Rewrite the items below, changing each "coordinates" to "box positions" and leaving everything else as it is.

============================================================

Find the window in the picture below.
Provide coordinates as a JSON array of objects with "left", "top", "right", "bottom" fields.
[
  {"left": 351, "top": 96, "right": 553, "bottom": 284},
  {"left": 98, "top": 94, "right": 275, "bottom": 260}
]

============================================================

Response for this exercise:
Find the window in the picture below.
Provide box positions as a JSON array of objects with "left", "top", "right", "bottom" fields.
[
  {"left": 351, "top": 96, "right": 553, "bottom": 284},
  {"left": 98, "top": 94, "right": 275, "bottom": 260}
]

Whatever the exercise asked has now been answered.